- _DÉTAILS DE LA TÂCHE_: Pouvez-vous poursuivre l'intervention sur le retrait automatique de l'autorité parentale, en reprenant juste après sa dernière phrase ?

Intervention de François Pillet

Réunion du 11 décembre 2014 à 9h00
Protection de l'enfant — Discussion d'une proposition de loi dans le texte de la commission

Photo de François PilletFrançois Pillet, rapporteur pour avis :

La commission des lois vous propose néanmoins de supprimer cette disposition en raison des risques qu’elle présente.

D’abord, il convient de rappeler que l’automaticité du retrait serait contraire à nos règles constitutionnelles comme à nos engagements européens ; il y a donc là un gros risque juridique.

Ensuite, j’observe que cette disposition nous ferait revenir quarante ans en arrière. En effet, la France a connu, jusqu’en 1970, un dispositif de retrait automatique de l’autorité parentale. C’est la grande loi du 4 juin 1970, celle qui a mis fin à la prévalence de la puissance paternelle et posé les bases de notre conception moderne de l’autorité parentale, qui a en outre supprimé ce retrait automatique. On a estimé, à l’époque, que cette automaticité était contraire au principe même de la protection de l’enfance.

Mes chers collègues, arrêtons-nous un instant sur ce point, car il me semble que le législateur de 1970 avait fait là preuve d’une certaine sagesse. La meilleure protection que l’on peut apporter à un enfant est ce qui correspond parfaitement à sa situation individuelle, avec toutes ses nuances et ses particularités. Il n’y a rien de plus éloigné de la protection de l’enfance que des solutions toutes faites, des mécanismes simplistes, ou des automatismes brutaux. Oui, il faut avoir le courage de le dire, il est parfois préférable pour l’enfant que le juge renonce à prononcer le retrait de l’autorité parentale.

- _ENTRÉES FOURNIES_:
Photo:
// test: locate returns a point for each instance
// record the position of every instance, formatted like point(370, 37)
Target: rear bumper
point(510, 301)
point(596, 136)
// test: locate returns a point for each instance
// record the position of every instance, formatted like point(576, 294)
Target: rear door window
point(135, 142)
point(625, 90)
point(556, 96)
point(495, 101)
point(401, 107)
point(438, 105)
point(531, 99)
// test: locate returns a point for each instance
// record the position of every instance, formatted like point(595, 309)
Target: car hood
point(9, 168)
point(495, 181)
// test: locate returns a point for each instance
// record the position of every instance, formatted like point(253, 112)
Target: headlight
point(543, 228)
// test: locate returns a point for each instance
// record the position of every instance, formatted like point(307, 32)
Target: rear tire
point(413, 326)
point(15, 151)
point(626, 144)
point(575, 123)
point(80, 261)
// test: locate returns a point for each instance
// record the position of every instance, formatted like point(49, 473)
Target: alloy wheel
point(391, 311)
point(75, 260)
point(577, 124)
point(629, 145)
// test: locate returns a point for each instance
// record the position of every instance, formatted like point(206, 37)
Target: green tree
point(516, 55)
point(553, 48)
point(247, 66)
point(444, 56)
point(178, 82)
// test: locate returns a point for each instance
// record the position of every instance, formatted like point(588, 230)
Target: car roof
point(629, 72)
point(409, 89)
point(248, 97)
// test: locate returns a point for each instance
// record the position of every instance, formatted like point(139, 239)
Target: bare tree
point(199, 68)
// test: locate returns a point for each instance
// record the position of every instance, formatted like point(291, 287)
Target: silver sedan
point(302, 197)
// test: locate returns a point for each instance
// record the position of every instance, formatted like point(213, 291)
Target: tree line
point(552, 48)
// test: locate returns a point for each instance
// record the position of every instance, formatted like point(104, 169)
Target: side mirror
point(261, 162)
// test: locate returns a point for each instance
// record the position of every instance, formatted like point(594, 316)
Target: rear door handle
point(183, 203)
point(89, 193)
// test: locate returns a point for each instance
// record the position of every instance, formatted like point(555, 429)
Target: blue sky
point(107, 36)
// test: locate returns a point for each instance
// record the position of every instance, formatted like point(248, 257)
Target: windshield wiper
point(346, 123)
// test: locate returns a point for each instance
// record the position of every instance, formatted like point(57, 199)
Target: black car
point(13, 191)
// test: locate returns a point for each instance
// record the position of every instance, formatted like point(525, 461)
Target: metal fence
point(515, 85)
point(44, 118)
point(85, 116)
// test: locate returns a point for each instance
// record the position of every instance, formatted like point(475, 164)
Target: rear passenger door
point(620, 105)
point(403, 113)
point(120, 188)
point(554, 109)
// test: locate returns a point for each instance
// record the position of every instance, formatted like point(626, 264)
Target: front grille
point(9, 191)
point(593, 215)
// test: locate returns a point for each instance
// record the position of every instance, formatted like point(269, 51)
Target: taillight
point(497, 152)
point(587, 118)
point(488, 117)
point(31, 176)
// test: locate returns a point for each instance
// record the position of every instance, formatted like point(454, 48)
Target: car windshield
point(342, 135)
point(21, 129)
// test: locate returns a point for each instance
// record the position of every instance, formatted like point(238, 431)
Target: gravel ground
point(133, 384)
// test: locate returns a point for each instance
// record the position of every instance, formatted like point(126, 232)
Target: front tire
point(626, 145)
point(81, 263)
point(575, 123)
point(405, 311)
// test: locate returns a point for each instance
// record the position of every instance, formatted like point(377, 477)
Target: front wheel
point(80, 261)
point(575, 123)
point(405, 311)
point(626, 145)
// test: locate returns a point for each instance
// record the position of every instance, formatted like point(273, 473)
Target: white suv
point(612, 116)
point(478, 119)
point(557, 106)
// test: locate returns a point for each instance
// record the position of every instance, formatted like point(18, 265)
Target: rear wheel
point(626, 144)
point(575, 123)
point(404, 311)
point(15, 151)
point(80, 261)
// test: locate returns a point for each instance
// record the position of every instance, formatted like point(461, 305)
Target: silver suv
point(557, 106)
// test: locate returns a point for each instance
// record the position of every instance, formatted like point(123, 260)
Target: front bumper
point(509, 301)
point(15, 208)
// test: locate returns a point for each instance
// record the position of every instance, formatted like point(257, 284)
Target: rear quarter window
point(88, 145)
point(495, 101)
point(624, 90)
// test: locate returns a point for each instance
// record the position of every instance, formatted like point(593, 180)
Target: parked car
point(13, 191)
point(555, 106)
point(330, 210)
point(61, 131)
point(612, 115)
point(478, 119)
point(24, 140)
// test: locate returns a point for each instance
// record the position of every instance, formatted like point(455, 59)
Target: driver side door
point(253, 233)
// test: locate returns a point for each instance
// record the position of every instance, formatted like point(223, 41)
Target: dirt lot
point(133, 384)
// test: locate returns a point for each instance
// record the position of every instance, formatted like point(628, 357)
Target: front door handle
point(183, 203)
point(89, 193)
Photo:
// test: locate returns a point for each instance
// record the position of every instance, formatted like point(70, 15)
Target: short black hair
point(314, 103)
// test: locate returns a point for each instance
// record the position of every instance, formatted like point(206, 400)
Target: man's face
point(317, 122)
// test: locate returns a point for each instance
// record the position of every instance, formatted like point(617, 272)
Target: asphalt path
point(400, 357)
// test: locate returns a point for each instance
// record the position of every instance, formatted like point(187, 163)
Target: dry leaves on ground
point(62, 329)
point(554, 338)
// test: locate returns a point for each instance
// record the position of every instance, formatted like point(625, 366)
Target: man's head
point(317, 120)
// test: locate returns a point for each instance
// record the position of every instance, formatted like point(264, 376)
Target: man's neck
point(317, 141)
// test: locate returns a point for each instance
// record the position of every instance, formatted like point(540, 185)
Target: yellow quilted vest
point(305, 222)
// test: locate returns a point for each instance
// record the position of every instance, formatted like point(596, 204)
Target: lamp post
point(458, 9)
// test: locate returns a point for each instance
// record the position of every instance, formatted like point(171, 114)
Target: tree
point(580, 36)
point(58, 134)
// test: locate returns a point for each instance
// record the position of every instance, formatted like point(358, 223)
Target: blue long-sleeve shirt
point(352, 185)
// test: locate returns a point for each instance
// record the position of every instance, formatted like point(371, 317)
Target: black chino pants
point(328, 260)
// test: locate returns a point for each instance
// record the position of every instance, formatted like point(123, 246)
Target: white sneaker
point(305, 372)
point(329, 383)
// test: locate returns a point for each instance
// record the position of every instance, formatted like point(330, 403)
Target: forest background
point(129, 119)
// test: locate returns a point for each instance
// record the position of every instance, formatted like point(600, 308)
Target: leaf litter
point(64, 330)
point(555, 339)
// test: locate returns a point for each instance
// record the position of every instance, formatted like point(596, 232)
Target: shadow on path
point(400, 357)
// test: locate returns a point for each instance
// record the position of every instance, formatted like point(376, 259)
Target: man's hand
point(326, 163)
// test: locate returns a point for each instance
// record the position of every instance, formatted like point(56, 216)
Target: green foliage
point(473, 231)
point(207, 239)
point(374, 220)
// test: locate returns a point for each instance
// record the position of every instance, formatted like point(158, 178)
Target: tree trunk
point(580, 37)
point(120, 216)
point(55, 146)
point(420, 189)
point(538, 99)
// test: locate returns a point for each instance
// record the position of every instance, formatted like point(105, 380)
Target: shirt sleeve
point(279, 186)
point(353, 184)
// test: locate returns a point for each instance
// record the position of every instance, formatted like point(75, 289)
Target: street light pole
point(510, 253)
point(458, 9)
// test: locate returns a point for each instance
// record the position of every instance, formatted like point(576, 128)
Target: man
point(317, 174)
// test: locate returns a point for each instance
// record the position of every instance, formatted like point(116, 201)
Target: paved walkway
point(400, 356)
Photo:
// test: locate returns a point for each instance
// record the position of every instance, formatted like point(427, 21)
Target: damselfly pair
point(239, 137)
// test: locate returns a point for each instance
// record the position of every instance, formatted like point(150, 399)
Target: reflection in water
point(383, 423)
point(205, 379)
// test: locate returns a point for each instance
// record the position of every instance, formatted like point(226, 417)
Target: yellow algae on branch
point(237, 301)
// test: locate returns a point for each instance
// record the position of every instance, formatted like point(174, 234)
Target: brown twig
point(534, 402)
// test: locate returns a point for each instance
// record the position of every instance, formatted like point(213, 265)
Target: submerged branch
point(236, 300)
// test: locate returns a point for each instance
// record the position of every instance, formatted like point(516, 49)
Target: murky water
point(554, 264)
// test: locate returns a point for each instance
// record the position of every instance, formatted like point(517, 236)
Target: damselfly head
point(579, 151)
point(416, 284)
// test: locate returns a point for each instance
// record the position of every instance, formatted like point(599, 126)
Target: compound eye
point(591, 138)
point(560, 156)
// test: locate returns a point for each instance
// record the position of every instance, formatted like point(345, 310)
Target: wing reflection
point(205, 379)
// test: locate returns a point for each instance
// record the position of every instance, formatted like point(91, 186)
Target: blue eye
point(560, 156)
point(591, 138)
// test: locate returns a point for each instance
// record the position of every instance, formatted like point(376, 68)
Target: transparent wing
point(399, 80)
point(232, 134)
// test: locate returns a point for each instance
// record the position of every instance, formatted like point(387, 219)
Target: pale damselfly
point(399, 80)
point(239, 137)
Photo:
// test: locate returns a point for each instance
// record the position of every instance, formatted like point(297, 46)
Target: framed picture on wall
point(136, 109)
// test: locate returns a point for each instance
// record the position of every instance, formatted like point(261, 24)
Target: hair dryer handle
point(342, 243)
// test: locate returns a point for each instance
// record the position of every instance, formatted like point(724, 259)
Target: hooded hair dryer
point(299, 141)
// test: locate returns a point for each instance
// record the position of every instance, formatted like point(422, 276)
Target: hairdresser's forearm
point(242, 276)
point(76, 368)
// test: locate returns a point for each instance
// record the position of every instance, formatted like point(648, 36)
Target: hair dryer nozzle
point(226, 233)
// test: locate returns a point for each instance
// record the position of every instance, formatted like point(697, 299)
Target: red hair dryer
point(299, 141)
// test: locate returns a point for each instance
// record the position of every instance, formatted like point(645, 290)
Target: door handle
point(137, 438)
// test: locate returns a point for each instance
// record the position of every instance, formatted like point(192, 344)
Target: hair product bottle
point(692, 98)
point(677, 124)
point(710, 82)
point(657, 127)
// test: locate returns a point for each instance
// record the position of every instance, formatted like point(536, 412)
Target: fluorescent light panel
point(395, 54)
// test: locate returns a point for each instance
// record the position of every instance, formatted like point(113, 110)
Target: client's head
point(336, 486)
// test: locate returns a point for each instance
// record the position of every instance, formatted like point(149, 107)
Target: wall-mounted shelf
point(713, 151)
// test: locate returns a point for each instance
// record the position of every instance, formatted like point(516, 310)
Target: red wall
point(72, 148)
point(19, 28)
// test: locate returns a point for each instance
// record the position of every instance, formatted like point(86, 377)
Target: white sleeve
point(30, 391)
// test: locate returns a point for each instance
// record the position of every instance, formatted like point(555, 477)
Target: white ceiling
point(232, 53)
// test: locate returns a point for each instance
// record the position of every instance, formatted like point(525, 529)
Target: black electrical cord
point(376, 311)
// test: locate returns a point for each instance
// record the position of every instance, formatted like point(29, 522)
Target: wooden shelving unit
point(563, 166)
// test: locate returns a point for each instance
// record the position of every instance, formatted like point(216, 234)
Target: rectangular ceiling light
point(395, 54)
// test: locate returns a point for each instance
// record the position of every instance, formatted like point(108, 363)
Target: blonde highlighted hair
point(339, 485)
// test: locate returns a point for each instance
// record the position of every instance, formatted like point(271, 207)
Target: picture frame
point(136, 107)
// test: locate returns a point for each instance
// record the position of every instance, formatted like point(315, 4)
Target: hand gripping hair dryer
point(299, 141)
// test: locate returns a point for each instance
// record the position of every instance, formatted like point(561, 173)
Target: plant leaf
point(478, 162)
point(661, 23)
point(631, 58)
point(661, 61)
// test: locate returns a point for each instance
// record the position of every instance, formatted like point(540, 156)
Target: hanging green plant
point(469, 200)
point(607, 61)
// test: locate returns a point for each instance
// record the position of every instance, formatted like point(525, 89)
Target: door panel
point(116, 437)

- _EN RÉPONSE_:
J’ajoute qu’il suffit d’ailleurs de citer l’étendue du champ couvert par le retrait de l’autorité parentale pour voir que l’automaticité de celle-ci ne saurait pas être retenue. Dès lors que tous les crimes et tous les délits commis contre l’enfant ou l’autre parent sont concernés, une blessure involontaire par négligence ou maladresse justifierait le retrait de l’autorité parentale, exactement de la même manière qu’une atteinte portée à la vie privée de l’autre parent !

Vous voyez bien la dangerosité des automatismes : ne risquent-ils pas, dans bien des cas, de nuire à l’intérêt de l’enfant ?

Faisons confiance aux juges, car personne n’a démontré, à ce jour, une déficience de leur part. La proposition du retrait automatique ne repose sur aucune étude précise: gardons-nous donc de légiférer en nous fondant sur de fausses impressions ou des angoisses infondées !

J’observe d’ailleurs que, bien souvent, si les juges pénaux ne prononcent pas le retrait de l’autorité parentale, c’est parce que celle-ci a depuis longtemps été retirée aux parents fautifs par le juge civil, à la demande du procureur de la République. Un procès pénal, suivi d’un appel, dure entre trois et six ans. La justice n’attend pas tout ce temps pour protéger les enfants ! Que croit-on ? Elle prend les mesures nécessaires bien avant !

Je rappelle, par ailleurs, que les avocats, les magistrats, comme les représentants des associations familiales, notamment ceux de l’UNAF, se sont tous inquiétés de cette disposition, dont ils ont demandé la suppression parce qu’elle leur semblait dangereuse dans son principe même.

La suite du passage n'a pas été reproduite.